▶ **Problem description**
Reproduce verbatim the listing lines from the one containing "Definition first: for each instance of the forested" down through the one containing "[[137, 205], [100, 194]]", both included.

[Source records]
________
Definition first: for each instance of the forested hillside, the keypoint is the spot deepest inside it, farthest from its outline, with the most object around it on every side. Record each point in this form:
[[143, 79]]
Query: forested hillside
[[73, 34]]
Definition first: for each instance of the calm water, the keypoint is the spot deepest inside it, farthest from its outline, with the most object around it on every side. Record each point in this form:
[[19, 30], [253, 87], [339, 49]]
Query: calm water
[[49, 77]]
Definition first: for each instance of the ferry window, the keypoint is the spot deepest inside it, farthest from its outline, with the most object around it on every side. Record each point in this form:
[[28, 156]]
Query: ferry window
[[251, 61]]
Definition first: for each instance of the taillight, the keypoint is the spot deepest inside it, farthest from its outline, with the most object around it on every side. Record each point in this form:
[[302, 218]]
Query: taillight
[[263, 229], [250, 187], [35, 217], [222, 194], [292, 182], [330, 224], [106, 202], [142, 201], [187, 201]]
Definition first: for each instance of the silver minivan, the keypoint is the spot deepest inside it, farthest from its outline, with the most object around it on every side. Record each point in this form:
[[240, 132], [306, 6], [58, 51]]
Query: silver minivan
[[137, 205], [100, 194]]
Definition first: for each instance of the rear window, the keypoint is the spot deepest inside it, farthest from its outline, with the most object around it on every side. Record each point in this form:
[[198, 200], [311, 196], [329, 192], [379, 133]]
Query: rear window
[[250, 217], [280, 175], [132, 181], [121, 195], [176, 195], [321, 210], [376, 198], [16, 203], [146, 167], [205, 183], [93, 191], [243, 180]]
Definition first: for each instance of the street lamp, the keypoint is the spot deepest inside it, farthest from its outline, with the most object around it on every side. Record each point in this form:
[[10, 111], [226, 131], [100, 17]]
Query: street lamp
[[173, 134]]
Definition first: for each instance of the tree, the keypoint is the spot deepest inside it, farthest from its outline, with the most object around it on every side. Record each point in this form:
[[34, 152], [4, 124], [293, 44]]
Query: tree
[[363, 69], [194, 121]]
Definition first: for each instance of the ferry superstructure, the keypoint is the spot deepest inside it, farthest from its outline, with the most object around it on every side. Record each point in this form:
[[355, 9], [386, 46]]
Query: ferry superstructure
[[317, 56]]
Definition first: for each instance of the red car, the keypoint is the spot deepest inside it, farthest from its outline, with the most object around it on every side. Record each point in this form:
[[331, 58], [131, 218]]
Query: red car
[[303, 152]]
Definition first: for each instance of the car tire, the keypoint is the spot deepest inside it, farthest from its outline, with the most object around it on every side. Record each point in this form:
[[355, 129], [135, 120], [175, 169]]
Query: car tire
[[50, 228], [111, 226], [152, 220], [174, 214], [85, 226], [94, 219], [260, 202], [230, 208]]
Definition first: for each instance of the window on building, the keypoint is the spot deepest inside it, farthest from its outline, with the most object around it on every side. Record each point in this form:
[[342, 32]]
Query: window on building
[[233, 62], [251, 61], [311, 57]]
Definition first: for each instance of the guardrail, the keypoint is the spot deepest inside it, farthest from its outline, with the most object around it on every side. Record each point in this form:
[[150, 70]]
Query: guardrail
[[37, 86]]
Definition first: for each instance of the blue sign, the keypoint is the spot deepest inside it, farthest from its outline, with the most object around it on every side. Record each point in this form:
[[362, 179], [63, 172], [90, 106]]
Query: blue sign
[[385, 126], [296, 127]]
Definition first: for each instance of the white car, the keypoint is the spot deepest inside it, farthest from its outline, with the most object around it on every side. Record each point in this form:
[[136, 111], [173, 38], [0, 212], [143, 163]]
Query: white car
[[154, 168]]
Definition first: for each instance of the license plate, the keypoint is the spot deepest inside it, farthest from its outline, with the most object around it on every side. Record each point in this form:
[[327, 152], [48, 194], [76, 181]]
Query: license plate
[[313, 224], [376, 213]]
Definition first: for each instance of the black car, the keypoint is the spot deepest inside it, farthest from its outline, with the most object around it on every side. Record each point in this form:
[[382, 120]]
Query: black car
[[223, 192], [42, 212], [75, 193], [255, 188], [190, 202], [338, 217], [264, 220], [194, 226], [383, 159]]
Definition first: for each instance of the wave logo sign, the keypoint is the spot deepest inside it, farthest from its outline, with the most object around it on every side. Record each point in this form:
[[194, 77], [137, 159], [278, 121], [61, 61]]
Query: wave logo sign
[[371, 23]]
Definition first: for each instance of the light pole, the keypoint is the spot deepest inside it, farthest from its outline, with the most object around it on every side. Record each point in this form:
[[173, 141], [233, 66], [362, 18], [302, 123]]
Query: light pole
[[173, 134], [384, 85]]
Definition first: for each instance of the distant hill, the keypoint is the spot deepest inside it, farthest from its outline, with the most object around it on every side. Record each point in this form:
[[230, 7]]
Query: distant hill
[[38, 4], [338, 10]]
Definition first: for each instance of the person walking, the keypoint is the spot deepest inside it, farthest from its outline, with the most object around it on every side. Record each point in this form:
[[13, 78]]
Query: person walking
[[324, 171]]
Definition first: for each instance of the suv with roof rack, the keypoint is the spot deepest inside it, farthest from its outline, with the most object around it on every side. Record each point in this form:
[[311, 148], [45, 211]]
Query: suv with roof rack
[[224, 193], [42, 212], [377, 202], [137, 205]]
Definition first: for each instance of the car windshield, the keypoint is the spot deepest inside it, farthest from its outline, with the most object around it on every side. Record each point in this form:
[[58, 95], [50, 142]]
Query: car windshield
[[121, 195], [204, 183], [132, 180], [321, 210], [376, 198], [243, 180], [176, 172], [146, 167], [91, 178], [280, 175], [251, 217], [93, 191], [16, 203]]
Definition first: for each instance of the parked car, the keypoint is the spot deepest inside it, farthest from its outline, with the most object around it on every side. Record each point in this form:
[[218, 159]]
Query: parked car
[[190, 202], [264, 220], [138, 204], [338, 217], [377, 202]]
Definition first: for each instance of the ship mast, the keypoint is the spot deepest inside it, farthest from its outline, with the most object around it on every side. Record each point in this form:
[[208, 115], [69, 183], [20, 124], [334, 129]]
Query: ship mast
________
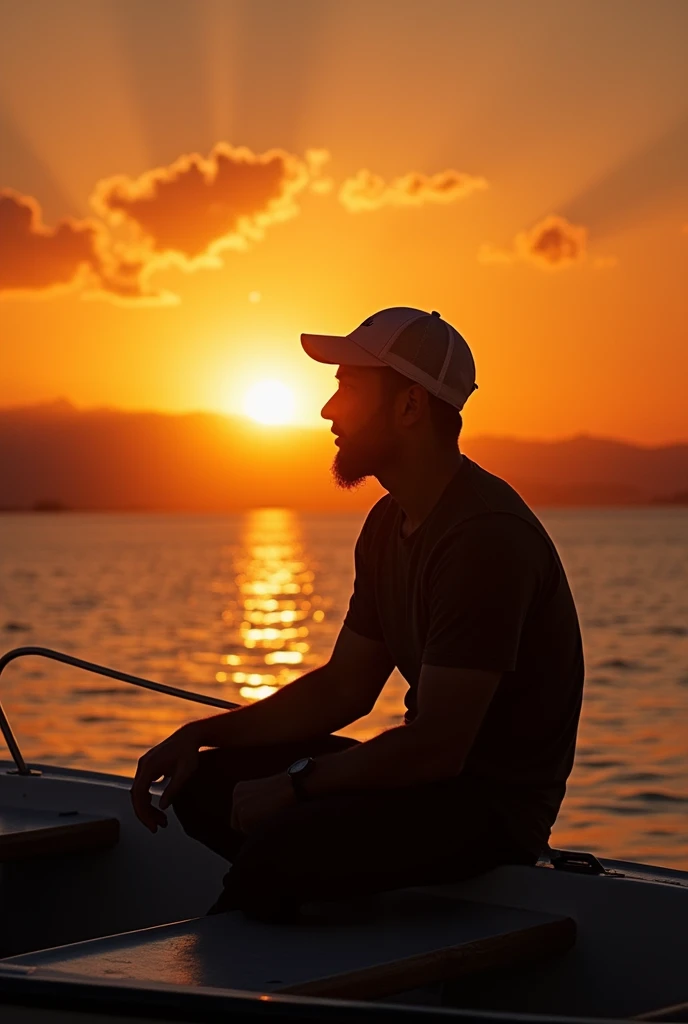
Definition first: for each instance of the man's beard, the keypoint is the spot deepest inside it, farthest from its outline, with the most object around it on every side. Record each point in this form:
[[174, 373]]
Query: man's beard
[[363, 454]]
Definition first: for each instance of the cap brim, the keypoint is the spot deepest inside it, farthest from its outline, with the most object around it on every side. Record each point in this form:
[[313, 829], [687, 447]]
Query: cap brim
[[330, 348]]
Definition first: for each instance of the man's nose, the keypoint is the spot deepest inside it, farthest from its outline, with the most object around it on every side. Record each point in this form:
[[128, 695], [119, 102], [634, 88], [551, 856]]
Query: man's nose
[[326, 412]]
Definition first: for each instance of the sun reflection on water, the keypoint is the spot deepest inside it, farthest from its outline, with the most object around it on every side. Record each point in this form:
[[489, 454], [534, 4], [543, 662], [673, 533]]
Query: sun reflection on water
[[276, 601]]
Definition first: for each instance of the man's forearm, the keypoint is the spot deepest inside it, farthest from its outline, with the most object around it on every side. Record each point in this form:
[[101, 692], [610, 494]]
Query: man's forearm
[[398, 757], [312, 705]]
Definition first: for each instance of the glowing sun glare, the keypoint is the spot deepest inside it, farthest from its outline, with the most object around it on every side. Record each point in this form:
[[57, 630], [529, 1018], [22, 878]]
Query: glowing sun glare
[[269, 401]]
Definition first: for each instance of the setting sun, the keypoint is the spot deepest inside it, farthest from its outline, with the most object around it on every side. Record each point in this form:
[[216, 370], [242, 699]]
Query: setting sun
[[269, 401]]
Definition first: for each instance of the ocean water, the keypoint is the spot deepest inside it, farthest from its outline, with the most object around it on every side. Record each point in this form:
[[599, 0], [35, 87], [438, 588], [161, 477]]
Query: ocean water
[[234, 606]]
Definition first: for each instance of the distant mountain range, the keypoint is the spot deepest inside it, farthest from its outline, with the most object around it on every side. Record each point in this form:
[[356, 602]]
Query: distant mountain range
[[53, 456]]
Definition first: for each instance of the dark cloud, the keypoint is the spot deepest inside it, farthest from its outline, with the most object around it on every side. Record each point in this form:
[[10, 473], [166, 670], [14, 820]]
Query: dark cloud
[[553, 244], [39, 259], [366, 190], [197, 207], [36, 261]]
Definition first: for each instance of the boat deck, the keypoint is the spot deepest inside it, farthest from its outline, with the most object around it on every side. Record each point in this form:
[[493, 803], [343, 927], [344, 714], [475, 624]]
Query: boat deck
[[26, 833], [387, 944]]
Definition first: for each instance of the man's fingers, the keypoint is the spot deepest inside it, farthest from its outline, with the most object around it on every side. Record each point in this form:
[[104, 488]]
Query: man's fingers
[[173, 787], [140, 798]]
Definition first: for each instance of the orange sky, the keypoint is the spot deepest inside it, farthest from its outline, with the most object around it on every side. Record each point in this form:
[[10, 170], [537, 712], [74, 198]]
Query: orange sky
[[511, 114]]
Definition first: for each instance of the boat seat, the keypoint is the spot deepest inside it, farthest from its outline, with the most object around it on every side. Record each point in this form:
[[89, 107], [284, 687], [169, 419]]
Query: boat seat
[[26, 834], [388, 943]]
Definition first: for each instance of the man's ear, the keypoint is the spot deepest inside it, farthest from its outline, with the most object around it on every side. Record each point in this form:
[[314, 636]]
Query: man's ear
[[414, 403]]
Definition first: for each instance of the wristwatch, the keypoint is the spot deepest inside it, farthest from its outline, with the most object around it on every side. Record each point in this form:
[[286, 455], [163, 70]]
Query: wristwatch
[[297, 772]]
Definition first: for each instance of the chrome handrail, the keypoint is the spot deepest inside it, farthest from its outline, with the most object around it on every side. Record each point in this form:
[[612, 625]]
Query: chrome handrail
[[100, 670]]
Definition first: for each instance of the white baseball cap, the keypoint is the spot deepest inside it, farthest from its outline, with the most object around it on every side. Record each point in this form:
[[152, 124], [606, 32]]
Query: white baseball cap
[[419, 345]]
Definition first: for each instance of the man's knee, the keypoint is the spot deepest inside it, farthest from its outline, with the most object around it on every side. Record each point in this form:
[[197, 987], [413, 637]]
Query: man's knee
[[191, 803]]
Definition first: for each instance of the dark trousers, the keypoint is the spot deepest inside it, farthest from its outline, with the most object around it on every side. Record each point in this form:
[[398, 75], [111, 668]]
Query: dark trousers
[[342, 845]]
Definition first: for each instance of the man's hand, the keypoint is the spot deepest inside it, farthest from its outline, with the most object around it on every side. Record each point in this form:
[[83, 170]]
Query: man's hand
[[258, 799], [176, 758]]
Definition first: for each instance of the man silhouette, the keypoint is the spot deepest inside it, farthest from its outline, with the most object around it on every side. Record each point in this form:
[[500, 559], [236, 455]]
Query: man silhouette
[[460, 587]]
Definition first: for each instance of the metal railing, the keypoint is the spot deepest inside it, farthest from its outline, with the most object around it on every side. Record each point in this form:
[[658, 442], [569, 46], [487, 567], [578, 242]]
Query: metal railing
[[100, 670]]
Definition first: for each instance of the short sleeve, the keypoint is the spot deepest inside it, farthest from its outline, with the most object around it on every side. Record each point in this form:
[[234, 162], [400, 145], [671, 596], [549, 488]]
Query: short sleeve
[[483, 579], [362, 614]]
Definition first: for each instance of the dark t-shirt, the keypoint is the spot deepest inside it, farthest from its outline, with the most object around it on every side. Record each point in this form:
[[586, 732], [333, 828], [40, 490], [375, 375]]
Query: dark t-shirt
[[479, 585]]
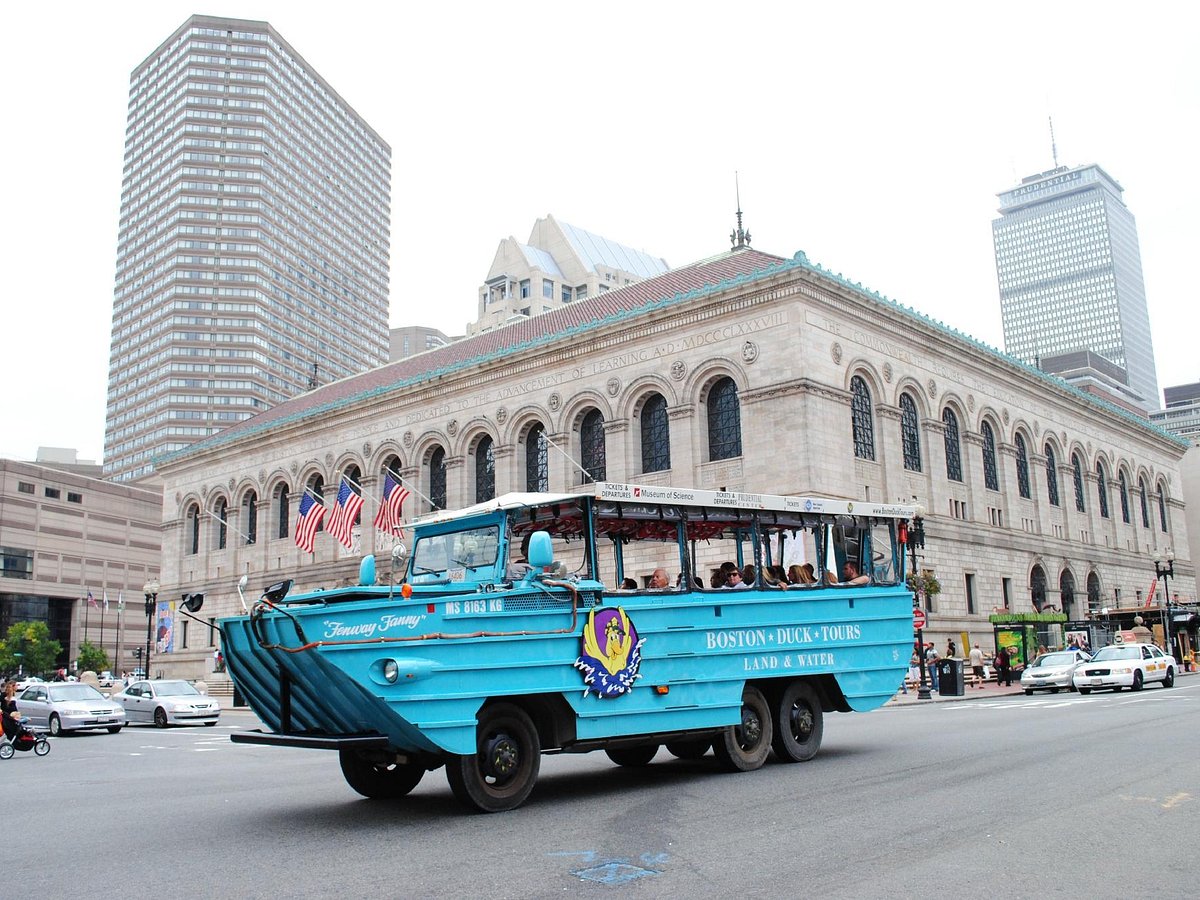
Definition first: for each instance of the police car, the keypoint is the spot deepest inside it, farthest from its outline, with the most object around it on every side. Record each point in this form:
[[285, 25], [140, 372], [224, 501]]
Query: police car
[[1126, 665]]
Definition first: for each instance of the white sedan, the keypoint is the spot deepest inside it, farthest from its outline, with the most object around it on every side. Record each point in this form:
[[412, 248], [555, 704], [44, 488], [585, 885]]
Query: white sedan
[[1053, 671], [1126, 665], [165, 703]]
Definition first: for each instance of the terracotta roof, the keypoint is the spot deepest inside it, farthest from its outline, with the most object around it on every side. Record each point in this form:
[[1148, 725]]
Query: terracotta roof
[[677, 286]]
________
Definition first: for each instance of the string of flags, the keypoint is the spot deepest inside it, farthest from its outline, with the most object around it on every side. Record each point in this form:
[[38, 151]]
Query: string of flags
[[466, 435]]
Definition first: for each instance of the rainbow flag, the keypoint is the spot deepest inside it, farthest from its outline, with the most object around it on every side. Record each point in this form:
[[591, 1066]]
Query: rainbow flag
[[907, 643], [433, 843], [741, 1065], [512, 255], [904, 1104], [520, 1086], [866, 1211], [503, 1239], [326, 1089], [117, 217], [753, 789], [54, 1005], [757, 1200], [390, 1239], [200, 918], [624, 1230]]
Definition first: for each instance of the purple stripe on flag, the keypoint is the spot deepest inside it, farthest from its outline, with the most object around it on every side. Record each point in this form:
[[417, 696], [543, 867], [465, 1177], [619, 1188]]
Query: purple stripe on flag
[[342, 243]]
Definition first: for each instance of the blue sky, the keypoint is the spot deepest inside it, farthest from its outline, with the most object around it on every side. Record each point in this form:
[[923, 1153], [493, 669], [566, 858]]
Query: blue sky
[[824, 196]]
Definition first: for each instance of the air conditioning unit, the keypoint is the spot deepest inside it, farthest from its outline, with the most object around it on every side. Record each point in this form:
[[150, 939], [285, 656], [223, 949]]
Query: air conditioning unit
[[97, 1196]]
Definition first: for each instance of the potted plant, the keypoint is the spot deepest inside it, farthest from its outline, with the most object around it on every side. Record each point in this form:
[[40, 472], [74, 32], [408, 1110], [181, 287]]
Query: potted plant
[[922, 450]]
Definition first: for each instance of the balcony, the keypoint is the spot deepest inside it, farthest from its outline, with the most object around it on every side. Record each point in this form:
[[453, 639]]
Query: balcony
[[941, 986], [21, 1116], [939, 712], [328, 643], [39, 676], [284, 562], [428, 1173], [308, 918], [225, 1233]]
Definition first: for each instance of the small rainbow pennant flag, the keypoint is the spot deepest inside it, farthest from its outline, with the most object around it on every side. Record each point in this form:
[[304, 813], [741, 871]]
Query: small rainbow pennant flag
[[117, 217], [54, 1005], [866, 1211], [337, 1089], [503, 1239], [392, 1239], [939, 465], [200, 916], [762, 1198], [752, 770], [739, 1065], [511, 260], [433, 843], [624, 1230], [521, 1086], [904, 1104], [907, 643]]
________
▶ **Task result**
Definition first: for each instance of the forested hillside, the keypoint is the spot deepest inside it, farthest from its outline, with the most object around it on every side. Record each point in this form:
[[143, 79]]
Query: forested hillside
[[73, 34]]
Definition first: for each instance of the calm water, the keypoint is the spot deepest inside it, farthest from its outline, with the most object around it on every side. Record each point in this form:
[[19, 30], [253, 87], [339, 49]]
Query: calm water
[[49, 77]]
Definition first: for each instance of the ferry window, the keypoint is the spot deepest inside it, farthest from its outline, with the most object around it on every side. Record each point in this form:
[[28, 156]]
Query: ferry window
[[251, 61]]
Definition first: for each instance of the taillight, the keypoint is the spot deepest inside it, farthest from its outline, with the most object around it on every side. Record each point in this form:
[[302, 218]]
Query: taillight
[[263, 229], [250, 187], [35, 217], [222, 194], [292, 182], [330, 224], [106, 202], [142, 201], [187, 201]]
Definition first: for each instance of the silver minivan, the keypoint is the spot deepest inside it, farthest from its outline, with the most object around it on every side. Record each point in this form:
[[240, 132], [306, 6], [58, 51]]
Query: silver minivan
[[137, 205], [100, 194]]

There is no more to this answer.